Filter this material down to the lines that hold "below", copying each one.

(Beginning of SOURCE RECORDS)

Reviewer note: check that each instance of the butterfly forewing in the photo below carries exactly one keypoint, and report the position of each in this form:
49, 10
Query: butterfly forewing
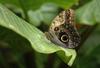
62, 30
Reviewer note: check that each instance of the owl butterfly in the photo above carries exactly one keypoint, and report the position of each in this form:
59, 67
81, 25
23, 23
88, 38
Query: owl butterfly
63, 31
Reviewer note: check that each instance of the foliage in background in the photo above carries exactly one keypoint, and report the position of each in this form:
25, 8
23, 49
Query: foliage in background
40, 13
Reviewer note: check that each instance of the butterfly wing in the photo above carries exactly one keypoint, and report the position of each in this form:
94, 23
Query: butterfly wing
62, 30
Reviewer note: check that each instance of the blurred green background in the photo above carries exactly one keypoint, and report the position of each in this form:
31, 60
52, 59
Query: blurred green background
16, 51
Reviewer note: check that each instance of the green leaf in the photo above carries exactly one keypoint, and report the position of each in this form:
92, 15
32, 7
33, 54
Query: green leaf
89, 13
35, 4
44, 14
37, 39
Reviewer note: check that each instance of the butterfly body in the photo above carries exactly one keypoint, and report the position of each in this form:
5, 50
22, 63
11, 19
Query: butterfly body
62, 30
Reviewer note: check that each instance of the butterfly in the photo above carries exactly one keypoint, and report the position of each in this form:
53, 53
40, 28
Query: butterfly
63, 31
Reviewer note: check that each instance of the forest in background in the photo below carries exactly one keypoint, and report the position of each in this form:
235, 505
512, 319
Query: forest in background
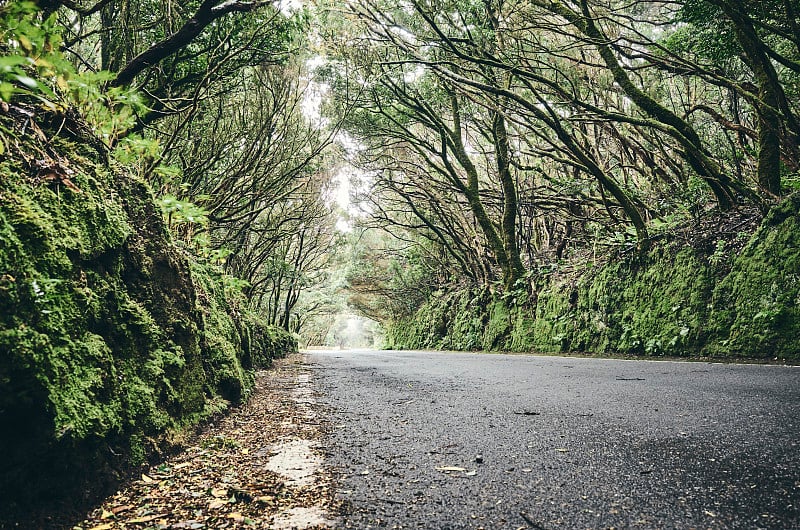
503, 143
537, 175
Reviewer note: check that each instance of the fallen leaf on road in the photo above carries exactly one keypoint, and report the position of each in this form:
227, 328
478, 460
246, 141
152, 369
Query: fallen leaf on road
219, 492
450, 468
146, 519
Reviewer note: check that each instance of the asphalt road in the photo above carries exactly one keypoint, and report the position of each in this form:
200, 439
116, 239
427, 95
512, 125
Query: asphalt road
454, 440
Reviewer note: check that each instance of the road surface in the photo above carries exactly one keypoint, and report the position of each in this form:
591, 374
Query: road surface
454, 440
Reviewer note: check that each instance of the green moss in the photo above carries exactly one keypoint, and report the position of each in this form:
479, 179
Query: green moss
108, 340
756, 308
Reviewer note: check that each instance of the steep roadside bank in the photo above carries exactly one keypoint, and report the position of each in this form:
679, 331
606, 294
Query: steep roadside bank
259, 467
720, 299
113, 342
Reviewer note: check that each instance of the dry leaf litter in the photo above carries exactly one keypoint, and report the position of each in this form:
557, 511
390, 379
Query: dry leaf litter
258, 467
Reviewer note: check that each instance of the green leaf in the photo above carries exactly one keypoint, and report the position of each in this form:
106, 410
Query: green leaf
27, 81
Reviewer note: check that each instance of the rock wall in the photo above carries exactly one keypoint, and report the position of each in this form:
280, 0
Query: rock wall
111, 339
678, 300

(End of SOURCE RECORDS)
(Beginning of SOURCE RECORDS)

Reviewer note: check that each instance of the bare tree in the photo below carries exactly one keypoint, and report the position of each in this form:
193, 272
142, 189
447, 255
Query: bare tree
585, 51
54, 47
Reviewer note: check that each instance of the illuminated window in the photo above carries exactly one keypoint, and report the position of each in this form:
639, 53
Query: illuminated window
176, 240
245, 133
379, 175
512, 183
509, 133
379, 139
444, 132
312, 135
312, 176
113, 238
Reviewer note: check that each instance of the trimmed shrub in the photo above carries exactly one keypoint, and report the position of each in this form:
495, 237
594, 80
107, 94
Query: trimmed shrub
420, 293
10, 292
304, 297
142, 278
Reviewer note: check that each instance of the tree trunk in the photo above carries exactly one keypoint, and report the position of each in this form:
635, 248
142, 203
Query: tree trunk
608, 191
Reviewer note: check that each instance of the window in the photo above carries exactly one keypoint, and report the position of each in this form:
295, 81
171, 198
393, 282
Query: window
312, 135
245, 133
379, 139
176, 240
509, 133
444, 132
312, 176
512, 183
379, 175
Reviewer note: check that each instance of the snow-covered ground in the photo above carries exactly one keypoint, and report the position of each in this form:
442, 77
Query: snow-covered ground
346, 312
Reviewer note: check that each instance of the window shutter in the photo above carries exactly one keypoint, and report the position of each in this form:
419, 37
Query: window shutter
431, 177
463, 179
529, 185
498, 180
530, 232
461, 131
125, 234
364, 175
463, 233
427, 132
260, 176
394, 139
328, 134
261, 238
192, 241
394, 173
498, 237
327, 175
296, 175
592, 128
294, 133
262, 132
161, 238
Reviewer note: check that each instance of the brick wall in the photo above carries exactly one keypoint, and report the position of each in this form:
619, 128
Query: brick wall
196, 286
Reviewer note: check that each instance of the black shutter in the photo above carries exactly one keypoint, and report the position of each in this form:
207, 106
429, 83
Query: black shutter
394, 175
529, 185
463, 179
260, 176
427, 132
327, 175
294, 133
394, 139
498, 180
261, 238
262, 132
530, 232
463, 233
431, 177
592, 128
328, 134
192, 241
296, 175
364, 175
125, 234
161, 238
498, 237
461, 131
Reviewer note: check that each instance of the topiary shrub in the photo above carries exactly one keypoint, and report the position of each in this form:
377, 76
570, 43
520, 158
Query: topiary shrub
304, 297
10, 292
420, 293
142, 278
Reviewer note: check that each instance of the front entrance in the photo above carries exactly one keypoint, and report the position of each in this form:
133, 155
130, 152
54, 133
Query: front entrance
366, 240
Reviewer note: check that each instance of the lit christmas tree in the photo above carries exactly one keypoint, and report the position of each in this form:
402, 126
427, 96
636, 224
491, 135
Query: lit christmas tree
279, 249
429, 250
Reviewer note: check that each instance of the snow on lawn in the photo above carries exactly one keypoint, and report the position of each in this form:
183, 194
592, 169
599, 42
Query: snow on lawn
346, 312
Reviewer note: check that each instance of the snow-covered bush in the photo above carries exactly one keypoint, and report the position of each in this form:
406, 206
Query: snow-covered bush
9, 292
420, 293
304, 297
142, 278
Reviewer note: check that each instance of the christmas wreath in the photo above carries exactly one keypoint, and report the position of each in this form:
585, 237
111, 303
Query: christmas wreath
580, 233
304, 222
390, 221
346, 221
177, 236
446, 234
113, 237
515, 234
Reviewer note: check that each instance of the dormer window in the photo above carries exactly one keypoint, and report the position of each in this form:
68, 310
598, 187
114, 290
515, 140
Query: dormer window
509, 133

(End of SOURCE RECORDS)

→ REPLY TO THE TASK
Reviewer note: check that each instance of the butterfly forewing in the photo below carries exactly one keypoint, and report the position of each in this form:
Reviewer note: check that each instance of the forest in background in the photo below carries exactly one keypoint, and report the position of each in this form:
Reviewer note: check that each instance of the bare tree in the photo below carries exactly one keypoint, and report the position of each in this form:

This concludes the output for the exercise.